### Supplied text
▼

How China and the EU Should Collaborate on the Clean Energy Transition

Analysis

To keep climate cooperation alive despite of geopolitical tensions, structured partnerships in EVs and batteries will serve both, the EU and China. In triangular partnerships Chinese manufacturing can be combined with European finance and ESG governance in third countries.

Two workers assemble a car body on a production line in a factory; cables and tools hang around, industrial hall in background.
Teaser Image Caption
Electric vehicles (EVs) have become a stress test for China-EU economic ties. Meanwhile, european firms like Volkswagen are increasingly tapping into Chinese innovation and cost advantages.

This article is part of a series on “EU-China relations: Bound by Clean Tech or Divided by it?”. The articles reflect the opinions of their respective authors and should be read in the context of this series.


Despite rising trade frictions and strategic distrust, climate and clean energy remain among the few areas where China-EU relations are still anchored in shared interests. Drawing lessons from solar PV, this article identifies three near-term cooperation pathways – EVs and batteries, green hydrogen, and third-country partnerships – that are both politically feasible and mutually beneficial.

Climate Cooperation as a Strategic Exception

China–EU relations face growing strains from trade disputes, technology restrictions, and geopolitical tensions. Yet climate and clean energy stand out as a domain of enduring shared necessity. China's “dual carbon” goals – peaking emissions before 2030 and neutrality by 2060 – align directionally with the EU's Green Deal target of climate neutrality by 2050. At the same time, mechanisms like the EU's Carbon Border Adjustment Mechanism (CBAM), Net-Zero Industry Act, and preparations for COP31 in 2026 underscore that decarbonisation is no longer merely an environmental agenda – it is increasingly an industrial and security imperative.

From a Chinese perspective, Europe's “de-risking” is comprehensible but risks drifting into exclusionary protectionism, hindering global clean-tech diffusion and the energy transition. The key is not whether cooperation continues, but how to structure it for political acceptability, economic rationality, and mutual benefit.

China's advantages in manufacturing can complement Europe's strengths in regulation, finance, system integration, and innovation. 

This article moves beyond simplistic debates about “de-risking vs. cooperation,” instead emphasizing pragmatic complementarities: China's advantages in manufacturing scale and cost efficiency can complement Europe's strengths in regulation, finance, system integration, and innovation. The solar photovoltaics (PV) case illustrates both collaboration's potential and pitfalls. Building on it, three near-term opportunities stand out: 

  • electric vehicles (EVs) and batteries,
  • renewable hydrogen, and
  • partnerships in third-country markets.

Solar PV Reflection – Climate Triumph and Cautionary Tale

Solar Photovoltaic (PV) exemplifies how global collaboration can accelerate climate progress – while also revealing how political backlash emerges when benefits are unevenly distributed. Over six decades, PV evolved from U.S. lab breakthroughs (Bell Labs, 1950s; NASA funding, 1960s), to oil-shock-driven R&D in Japan and the U.S. in the 1970s, and finally to Europe's 1990s–2000s feed-in tariffs in Germany and others that scaled markets and slashed costs.

▲

### Requirement
The article on China-EU clean energy cooperation says China's manufacturing advantages can complement certain strengths of Europe. List those European strengths.

Location labeling rows:
▼

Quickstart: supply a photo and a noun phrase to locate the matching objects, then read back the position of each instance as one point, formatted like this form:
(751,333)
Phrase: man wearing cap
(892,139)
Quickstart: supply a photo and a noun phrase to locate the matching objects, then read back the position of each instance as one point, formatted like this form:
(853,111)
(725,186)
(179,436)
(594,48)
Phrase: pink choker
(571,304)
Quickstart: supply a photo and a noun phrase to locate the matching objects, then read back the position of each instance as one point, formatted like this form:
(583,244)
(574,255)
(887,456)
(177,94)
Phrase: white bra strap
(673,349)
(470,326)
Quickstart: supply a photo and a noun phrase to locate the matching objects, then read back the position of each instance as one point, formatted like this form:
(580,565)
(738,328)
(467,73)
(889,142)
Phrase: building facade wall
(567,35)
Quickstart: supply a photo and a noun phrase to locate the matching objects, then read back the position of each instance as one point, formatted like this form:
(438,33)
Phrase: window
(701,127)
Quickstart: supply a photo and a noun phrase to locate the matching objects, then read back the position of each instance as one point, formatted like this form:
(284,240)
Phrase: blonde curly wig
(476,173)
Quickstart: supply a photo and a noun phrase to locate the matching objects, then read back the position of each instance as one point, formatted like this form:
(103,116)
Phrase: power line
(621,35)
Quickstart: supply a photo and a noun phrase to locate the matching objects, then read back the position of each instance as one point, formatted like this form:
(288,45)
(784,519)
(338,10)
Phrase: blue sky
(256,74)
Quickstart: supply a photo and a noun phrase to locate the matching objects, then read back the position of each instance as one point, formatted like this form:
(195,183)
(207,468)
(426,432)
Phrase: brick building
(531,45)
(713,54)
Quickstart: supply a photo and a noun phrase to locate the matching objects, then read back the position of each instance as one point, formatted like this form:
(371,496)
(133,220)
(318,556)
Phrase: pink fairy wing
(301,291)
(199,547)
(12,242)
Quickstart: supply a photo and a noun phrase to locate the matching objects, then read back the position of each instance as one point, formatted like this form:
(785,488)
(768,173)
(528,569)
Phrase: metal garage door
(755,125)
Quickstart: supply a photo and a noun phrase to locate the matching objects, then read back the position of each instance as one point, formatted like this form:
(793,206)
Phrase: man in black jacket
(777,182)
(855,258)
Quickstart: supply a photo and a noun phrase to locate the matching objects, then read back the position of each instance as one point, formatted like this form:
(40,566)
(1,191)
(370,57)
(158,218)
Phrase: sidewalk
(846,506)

▲

### Written response
Regulation, finance, system integration, and innovation.